[Referring expression data]
Segment Open

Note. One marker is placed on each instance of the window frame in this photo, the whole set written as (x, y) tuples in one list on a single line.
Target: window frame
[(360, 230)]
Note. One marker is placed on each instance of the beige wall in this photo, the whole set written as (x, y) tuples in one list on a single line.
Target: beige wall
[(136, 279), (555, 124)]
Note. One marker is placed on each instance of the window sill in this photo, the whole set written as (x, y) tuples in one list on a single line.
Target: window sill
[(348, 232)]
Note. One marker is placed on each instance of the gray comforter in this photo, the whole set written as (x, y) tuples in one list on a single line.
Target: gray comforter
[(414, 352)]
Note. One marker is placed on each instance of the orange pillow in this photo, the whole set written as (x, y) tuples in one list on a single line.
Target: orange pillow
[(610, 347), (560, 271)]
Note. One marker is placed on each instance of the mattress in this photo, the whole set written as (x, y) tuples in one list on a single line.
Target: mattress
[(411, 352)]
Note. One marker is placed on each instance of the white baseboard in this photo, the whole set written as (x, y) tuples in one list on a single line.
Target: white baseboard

Segment Closed

Task goal: What is needed is the number of lines above that include the string "white", and nothing else.

The answer: 2